─── Extract to read

Experiment 10: Xenotransplantation of pig organs into primates

At Huntingdon Life Sciences, 14 cynomolgus macaques underwent major surgery to remove their spleens and one of two kidneys, and have them replaced with a kidney taken from young (3-4 week-old) piglets. Nine of the piglets had been been genetically altered so that their organs were less likely to be immediately rejected when transplanted into the monkeys. After the transplants, the monkeys were injected or force-fed by tube every day with a powerful cocktail of drugs designed to suppress their bodies' natural tendency to reject the foreign kidneys. The researchers monitored their symptoms until they died - and claimed the experiment was a success because not all the monkeys perished within the first few days. Maximum survival was one monkey for 78 days.

The experiment was part of a long-running organ swap programme commissioned by biotech company Imutran and carried out at Huntingdon. Hundreds of monkeys - many of them wild-caught - and thousands of pigs have been involved. The animal suffering and scientific failings of the project were exposed in a September 2000 Daily Express series of articles, based on internal company documents. Imutran subsequently went to court to gag anti-vivisection group Uncaged Campaigns which had produced a major report on the leaked documents. That legal battle continues.

──────
─── Study material

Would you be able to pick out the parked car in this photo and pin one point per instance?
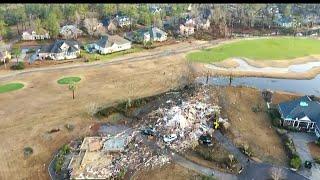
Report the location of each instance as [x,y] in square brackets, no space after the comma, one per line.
[307,164]
[169,138]
[204,128]
[205,140]
[149,131]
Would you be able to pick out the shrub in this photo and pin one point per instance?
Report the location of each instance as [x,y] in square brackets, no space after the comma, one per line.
[69,127]
[295,162]
[27,151]
[17,66]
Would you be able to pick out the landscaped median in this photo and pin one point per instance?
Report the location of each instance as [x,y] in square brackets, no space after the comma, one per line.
[10,87]
[282,48]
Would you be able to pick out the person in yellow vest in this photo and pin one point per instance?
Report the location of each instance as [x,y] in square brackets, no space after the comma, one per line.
[5,56]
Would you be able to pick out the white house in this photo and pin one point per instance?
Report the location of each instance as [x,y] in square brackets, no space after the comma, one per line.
[32,35]
[123,21]
[60,50]
[109,44]
[302,113]
[147,34]
[70,31]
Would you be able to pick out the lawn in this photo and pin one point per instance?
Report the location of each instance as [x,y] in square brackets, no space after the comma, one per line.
[68,80]
[10,87]
[107,57]
[259,49]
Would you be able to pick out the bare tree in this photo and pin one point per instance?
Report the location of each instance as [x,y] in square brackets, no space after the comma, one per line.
[277,173]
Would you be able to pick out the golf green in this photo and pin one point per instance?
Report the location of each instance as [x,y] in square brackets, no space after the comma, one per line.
[283,48]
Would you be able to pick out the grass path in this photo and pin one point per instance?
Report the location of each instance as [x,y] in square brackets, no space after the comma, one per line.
[259,49]
[10,87]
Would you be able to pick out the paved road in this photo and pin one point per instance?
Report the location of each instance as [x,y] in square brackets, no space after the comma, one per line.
[151,56]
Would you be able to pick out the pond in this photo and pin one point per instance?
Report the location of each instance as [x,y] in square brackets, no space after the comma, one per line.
[307,86]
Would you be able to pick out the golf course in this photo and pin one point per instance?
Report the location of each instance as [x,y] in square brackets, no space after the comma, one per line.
[283,48]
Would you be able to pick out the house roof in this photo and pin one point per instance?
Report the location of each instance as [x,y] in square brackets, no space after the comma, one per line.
[73,46]
[107,41]
[301,107]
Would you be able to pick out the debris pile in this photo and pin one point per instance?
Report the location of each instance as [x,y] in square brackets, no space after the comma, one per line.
[188,121]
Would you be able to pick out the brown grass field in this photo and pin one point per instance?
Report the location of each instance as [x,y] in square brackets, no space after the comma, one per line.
[27,114]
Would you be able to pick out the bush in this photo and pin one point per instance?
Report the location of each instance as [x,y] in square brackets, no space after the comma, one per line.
[27,151]
[69,127]
[295,162]
[17,66]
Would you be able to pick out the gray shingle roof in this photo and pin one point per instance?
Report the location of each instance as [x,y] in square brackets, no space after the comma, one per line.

──────

● **Tasks to perform**
**A.** Using the xenotransplantation text above, recast the paragraph that begins "The experiment was part of" as a short bulleted list that keeps its main facts.
**B.** Answer these questions from the xenotransplantation text above:
(i) How many cynomolgus macaques underwent the surgery?
(ii) How old were the piglets whose kidneys were taken?
(iii) In what month and year did the Daily Express series of articles appear?

● **Solved tasks**
**A.**
- The experiment was part of a long-running organ swap programme commissioned by the biotech company Imutran and carried out at Huntingdon.
- Hundreds of monkeys, many of them wild-caught, and thousands of pigs have been involved.
- A September 2000 Daily Express series of articles, based on internal company documents, exposed the project's animal suffering and scientific failings.
- Imutran then went to court to gag the anti-vivisection group Uncaged Campaigns, which had produced a major report on the leaked documents.
- That legal battle continues.

**B.**
(i) 14
(ii) 3-4 weeks old
(iii) September 2000